**Records provided**:
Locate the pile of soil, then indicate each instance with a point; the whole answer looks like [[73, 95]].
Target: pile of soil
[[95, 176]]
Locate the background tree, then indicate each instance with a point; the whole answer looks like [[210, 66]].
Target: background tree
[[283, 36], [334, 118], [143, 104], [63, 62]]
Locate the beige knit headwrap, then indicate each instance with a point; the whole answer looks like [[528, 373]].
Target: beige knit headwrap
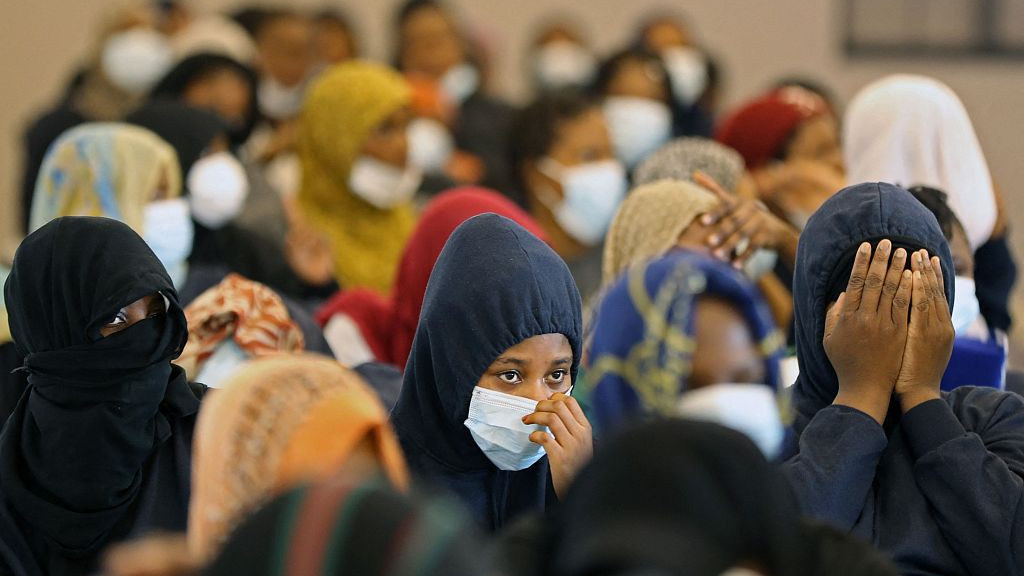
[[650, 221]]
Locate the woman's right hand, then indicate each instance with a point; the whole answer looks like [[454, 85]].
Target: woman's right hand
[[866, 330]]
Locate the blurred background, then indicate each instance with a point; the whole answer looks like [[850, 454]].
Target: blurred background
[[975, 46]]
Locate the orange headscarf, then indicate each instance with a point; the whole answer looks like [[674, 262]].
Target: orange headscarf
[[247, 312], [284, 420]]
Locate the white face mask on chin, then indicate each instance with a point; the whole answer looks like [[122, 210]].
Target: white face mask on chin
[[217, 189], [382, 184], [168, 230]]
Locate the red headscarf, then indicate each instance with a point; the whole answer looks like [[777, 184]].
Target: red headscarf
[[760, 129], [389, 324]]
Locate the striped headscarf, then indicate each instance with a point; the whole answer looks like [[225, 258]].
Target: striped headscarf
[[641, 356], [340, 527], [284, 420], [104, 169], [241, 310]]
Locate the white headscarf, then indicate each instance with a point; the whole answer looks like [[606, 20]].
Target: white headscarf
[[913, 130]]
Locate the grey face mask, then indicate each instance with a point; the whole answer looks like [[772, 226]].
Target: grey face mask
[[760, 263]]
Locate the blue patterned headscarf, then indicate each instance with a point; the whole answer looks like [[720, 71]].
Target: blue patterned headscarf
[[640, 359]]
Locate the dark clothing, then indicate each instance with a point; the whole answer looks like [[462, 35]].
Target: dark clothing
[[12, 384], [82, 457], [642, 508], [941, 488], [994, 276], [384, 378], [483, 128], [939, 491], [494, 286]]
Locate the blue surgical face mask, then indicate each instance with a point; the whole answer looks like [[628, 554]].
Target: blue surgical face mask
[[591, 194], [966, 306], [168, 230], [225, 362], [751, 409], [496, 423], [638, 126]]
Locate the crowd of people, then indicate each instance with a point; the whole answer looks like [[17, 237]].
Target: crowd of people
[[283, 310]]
---
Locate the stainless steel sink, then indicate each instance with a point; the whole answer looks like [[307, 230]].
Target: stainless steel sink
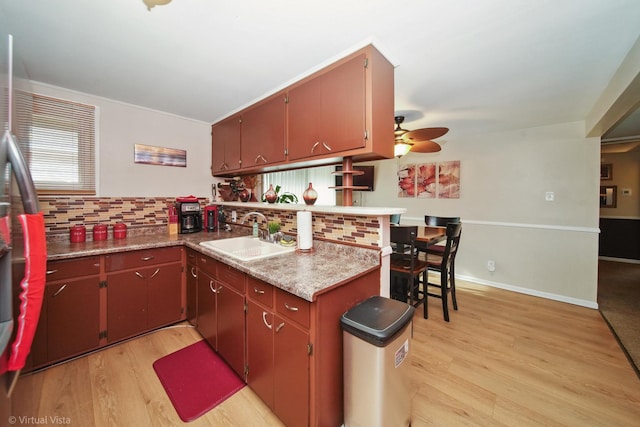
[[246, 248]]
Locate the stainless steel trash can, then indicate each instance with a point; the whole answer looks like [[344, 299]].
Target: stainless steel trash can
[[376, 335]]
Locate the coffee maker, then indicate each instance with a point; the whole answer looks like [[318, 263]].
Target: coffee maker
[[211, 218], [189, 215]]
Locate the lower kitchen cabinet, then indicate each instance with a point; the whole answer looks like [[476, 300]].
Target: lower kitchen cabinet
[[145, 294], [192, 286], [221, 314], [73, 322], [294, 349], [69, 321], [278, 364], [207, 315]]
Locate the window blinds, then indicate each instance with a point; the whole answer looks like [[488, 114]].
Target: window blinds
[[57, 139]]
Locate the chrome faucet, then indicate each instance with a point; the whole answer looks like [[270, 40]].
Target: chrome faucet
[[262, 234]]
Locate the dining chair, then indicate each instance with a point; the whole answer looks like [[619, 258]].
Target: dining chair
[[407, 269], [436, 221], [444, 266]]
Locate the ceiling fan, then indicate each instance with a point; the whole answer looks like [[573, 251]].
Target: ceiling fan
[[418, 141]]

**Exercise task**: Copy out the items from the line with "Locate the blue patterned" up to and including the line with "[[283, 310]]", leaving each request and its sample format unchanged. Shift every point coordinate in the answers by -130.

**The answer**:
Locate the blue patterned headscarf, then indicate each instance with a point; the whole answer looks like [[720, 71]].
Target: blue patterned headscarf
[[510, 229]]
Locate the dark clothing, then indicate each instance with a point; the whole answer looks like [[462, 35]].
Target: dark clothing
[[-118, 254], [-48, 327], [512, 378], [811, 358], [864, 146], [254, 248], [353, -2], [809, 361], [364, 156]]
Locate the blue surgical face mask, then indicate each instance with a point; the whole answer looks like [[628, 554]].
Target: blue surgical face mask
[[461, 64], [836, 176], [38, 100], [95, 232], [621, 279], [366, 293], [508, -4]]
Locate the crowd of people, then indicate each instance with a point; the whole answer looks like [[17, 237]].
Target: crowd of people
[[153, 180]]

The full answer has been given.